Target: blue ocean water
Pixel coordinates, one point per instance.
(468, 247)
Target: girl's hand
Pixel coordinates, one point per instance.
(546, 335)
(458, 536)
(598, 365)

++++++++++

(Written task)
Could you reproduce all of the material above line for line, with no changes?

(Exercise answer)
Target: blue ocean water
Pixel coordinates, one point per instance.
(468, 247)
Target: girl's hand
Pixel coordinates, one point per instance.
(546, 335)
(458, 536)
(598, 365)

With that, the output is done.